## START

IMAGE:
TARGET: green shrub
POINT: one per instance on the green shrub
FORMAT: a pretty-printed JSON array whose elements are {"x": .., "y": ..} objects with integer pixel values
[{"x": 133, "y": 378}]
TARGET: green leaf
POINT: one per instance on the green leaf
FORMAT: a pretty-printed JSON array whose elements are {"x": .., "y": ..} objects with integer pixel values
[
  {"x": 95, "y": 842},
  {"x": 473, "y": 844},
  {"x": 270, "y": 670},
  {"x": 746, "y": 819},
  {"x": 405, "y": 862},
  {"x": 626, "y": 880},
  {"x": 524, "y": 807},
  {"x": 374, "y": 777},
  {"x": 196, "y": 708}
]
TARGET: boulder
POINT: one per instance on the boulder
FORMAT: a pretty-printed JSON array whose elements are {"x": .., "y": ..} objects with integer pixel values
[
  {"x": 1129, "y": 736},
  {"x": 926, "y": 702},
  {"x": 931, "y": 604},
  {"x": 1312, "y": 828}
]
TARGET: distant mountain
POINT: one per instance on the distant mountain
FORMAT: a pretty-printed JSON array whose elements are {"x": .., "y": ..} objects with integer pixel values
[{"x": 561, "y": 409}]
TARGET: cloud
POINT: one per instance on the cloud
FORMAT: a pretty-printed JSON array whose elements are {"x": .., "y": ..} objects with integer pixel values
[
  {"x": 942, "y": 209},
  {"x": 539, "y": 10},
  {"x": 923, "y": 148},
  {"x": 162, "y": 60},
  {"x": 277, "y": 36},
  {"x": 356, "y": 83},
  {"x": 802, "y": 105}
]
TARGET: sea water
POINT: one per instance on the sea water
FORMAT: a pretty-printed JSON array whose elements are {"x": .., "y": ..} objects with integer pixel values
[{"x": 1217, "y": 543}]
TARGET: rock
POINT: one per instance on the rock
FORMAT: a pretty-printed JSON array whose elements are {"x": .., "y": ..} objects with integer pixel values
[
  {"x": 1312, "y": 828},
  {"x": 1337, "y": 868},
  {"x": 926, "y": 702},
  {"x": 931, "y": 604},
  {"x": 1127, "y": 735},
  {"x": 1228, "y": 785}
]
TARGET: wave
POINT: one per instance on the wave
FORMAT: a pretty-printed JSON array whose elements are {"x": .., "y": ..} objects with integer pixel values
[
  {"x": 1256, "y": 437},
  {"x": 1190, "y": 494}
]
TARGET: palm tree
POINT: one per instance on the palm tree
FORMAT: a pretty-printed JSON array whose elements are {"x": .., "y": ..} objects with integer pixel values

## END

▶ **INSTRUCTIONS FOR THE TASK**
Write out the listing above exactly as it appears, line for line.

▶ **FINISHED ANSWER**
IMAGE:
TARGET: green shrub
POINT: one per instance on the green shrub
FORMAT: a pretty-printed JSON array whose elements are {"x": .., "y": ..} objects with integer pixel values
[{"x": 133, "y": 378}]
TARGET: green leaf
POINT: one per instance on the green leaf
FORMAT: a pretty-printed JSON array whose elements are {"x": .., "y": ..} objects with integer pixel values
[
  {"x": 95, "y": 842},
  {"x": 473, "y": 844},
  {"x": 270, "y": 670},
  {"x": 746, "y": 819},
  {"x": 405, "y": 862},
  {"x": 626, "y": 880},
  {"x": 524, "y": 807},
  {"x": 374, "y": 777},
  {"x": 196, "y": 708}
]
TARGET: boulder
POINT: one per instance on the boulder
FORMAT: a pretty-printed JSON array whose elements are {"x": .., "y": ..} objects with integer pixel values
[
  {"x": 1129, "y": 736},
  {"x": 926, "y": 702},
  {"x": 931, "y": 604},
  {"x": 1312, "y": 828}
]
TARGET: distant mountain
POINT: one per instance on the distant mountain
FORMAT: a pretty-printed JSON array whose elements are {"x": .., "y": ..} objects with integer pixel values
[{"x": 561, "y": 409}]
TARGET: cloud
POINT: one per instance on the cloud
FORMAT: a pretty-printed JSON array whose elements are {"x": .., "y": ..} objects with integer pixel values
[
  {"x": 942, "y": 209},
  {"x": 539, "y": 10},
  {"x": 923, "y": 148},
  {"x": 162, "y": 60},
  {"x": 277, "y": 36},
  {"x": 356, "y": 83},
  {"x": 802, "y": 105}
]
TARGET: sea water
POINT: one per instance on the sea water
FORMAT: a pretty-printed JSON array whose elements are {"x": .., "y": ..} objects with integer pixel values
[{"x": 1217, "y": 543}]
TARGET: rock
POINT: one per instance on the rock
FORMAT: a pretty-printed JSON array whose elements are {"x": .., "y": ..} objects with integer pixel values
[
  {"x": 1312, "y": 828},
  {"x": 1337, "y": 868},
  {"x": 926, "y": 702},
  {"x": 931, "y": 604},
  {"x": 1127, "y": 735},
  {"x": 1228, "y": 785}
]
TARGET: wave
POINT: one per instance on the wave
FORMAT: a pretty-printed JSON array whose elements are {"x": .., "y": ..} objects with integer pixel values
[
  {"x": 1256, "y": 437},
  {"x": 1190, "y": 494}
]
TARGET: palm tree
POINT: one per instance on the palm tree
FORMAT: a pretty-printed JSON array whose elements are {"x": .., "y": ..} objects with integer pixel values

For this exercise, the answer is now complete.